YOUR GOAL ->
Retype the data exactly. Spelling and punctuation stay as they are.

Referring expression pointing data
----------
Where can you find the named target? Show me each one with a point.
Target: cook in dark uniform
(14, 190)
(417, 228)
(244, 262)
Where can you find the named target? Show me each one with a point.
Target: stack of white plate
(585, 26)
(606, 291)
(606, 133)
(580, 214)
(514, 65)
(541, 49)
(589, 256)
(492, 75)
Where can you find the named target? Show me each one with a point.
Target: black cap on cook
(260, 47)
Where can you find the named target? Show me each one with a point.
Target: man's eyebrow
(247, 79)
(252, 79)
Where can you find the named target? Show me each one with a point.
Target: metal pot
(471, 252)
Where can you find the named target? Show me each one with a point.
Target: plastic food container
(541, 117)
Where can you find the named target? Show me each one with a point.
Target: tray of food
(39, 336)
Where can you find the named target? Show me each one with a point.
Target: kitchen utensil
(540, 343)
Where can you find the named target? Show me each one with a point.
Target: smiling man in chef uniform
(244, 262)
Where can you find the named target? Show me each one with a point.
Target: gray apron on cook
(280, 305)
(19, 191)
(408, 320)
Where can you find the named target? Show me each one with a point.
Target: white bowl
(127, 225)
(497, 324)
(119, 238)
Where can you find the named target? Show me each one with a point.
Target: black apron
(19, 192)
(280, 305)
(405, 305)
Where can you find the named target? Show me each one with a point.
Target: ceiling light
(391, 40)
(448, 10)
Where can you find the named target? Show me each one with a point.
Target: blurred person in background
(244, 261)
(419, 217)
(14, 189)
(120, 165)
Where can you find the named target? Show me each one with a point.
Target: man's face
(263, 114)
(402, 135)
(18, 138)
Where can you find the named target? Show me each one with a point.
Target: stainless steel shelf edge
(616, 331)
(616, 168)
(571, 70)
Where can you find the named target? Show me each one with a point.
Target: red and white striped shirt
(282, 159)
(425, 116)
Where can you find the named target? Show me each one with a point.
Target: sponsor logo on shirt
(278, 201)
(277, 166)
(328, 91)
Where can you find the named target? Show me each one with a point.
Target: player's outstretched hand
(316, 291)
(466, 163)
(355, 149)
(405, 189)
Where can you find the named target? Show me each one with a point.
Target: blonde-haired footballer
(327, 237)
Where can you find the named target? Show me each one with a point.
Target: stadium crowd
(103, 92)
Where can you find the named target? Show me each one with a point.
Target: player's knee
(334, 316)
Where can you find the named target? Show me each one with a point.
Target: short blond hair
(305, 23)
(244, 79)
----------
REPLY ->
Where can you find the named target? Show me each one with a point.
Target: cook in dark uniform
(14, 190)
(417, 228)
(244, 262)
Where can you find the named target? Show me each one with a point.
Target: stack of white plate
(585, 26)
(606, 291)
(606, 133)
(580, 214)
(514, 65)
(541, 49)
(589, 256)
(492, 75)
Where can you find the named target? Show me each one with a point.
Target: black cap on cook
(260, 47)
Where can you find the named target? Show me each one with a point.
Target: man's eyebrow
(247, 79)
(252, 79)
Where can you find the named target? Show me each one with a point.
Target: metal pot
(471, 252)
Where can you find the named target? Show me each one with a point.
Target: plastic food container
(541, 117)
Where can you find the named target? Show me each one with a point.
Target: tray of food
(39, 336)
Where can you find the named target? Show me each one with a point.
Target: kitchen utensil
(540, 343)
Where can you find the named target? Show me each one with a point.
Target: smiling man in chef uniform
(244, 262)
Where can you find the named target? Show me each one with a point.
Target: gray apron on cook
(280, 305)
(19, 191)
(408, 320)
Where can you find the named target? Show me each one with a point.
Target: white bowl
(127, 225)
(497, 324)
(119, 238)
Where can you find the named target? Show me each one with a point.
Target: black apron
(19, 192)
(280, 305)
(405, 305)
Where can you find the named target? Show me each one with a point.
Target: ceiling light
(391, 40)
(448, 10)
Where can you find the named target? Show me each one with a point.
Target: blurred person in background
(244, 261)
(419, 217)
(14, 189)
(120, 165)
Where can you find the named target? Show me each one with a point.
Target: man's face
(263, 114)
(402, 135)
(18, 138)
Where can you find the named target? Show me each one with a point.
Target: stainless steel shelf edge
(616, 331)
(616, 168)
(571, 70)
Where can you find the named target? Show me each one with a point.
Target: red and white striped shirt
(282, 159)
(425, 116)
Where can you find the named target? Show me each one with a point.
Target: sponsor logo on shirt
(278, 201)
(277, 166)
(328, 91)
Where can you find the named target? Show me each one with a point.
Target: player's outstretched hand
(316, 291)
(466, 163)
(355, 149)
(405, 189)
Where can you find the named target? Show me each one with a point.
Target: blonde-haired footballer
(327, 237)
Where can you find the named target? Show me each one with a point.
Target: stadium crowd
(103, 92)
Where can you find the named target? Show me each one with a point.
Target: player's knee
(334, 316)
Where can you find the named target? Show me each one with a point.
Target: short blond hair
(305, 23)
(244, 79)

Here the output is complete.